Text:
☆ ☆ ☆

Plant gooseberry bushes bare-root from November to March, in sun or light shade, in any decent garden soil — they're one of the easiest UK soft fruits and a long-lived workhorse (15+ years from a single planting). Gooseberries are very hardy (RHS H6), shrug off any UK winter, and crop reliably with modest care. Prune to a goblet shape with an open centre to let air and sun in, which keeps mildew at bay. Watch for gooseberry sawfly from late April — the caterpillars can strip a bush in a week. Modern mildew-resistant varieties like Invicta, Hinnonmaki Red, and Greenfinch make gooseberries far easier than 30 years ago. Wear thick gloves when pruning: the thorns are vicious. Pick green for cooking from late May, red and sweet for dessert from July.

☆ ☆ ☆

Entries shown:

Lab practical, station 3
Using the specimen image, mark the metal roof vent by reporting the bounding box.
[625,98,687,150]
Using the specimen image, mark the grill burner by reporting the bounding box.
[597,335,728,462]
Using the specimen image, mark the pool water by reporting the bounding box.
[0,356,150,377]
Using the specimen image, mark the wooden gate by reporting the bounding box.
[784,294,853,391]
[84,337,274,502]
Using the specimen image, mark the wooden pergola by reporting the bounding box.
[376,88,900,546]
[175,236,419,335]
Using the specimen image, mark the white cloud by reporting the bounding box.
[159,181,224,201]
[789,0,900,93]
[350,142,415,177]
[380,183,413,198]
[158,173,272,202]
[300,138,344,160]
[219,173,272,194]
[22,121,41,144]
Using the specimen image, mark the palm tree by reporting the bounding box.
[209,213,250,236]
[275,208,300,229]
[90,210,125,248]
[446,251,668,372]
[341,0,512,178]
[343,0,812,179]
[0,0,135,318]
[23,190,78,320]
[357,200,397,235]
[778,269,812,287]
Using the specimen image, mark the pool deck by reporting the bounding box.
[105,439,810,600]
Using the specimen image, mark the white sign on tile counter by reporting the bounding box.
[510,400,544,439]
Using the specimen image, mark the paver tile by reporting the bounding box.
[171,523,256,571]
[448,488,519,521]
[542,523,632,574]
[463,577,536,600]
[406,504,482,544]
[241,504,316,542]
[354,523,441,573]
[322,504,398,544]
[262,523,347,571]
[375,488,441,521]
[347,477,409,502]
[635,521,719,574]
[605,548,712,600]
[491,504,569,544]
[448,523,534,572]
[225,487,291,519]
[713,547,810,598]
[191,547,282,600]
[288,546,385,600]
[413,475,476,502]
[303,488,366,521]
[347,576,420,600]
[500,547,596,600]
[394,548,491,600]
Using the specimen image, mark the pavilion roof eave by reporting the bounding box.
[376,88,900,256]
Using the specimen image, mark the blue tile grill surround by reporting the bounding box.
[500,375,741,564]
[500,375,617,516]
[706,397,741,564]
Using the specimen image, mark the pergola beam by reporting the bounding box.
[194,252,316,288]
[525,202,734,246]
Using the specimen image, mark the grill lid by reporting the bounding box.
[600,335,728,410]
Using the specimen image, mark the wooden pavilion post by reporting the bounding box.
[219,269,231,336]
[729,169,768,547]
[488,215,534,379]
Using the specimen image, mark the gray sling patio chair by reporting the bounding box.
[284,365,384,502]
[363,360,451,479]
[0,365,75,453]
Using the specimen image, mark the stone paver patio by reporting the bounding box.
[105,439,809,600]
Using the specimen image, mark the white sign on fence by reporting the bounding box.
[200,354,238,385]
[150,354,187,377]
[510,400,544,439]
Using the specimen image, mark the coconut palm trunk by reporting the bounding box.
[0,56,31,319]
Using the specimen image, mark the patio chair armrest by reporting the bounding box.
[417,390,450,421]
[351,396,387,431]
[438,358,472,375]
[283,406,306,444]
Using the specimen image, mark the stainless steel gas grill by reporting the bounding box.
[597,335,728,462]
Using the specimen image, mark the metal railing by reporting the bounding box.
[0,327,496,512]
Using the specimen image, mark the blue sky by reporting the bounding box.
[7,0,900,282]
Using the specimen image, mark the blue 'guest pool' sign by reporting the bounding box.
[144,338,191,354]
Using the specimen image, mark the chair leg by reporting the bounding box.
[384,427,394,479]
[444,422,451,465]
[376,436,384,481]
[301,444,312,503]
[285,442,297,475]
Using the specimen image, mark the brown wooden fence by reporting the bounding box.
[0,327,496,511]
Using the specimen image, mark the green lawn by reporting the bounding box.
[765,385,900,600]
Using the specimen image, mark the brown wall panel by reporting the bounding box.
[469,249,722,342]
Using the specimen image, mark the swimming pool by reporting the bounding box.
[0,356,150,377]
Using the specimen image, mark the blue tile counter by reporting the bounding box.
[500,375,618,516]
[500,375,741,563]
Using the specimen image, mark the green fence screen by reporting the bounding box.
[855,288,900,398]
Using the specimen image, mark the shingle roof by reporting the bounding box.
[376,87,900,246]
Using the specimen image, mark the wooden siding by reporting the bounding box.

☆ ☆ ☆

Given task: Using the gooseberry text, explain in one to three sentences why the bushes should be pruned to a goblet shape with an open centre.

Answer to this exercise: A goblet shape with an open centre lets air and sun into the bush. That keeps mildew at bay.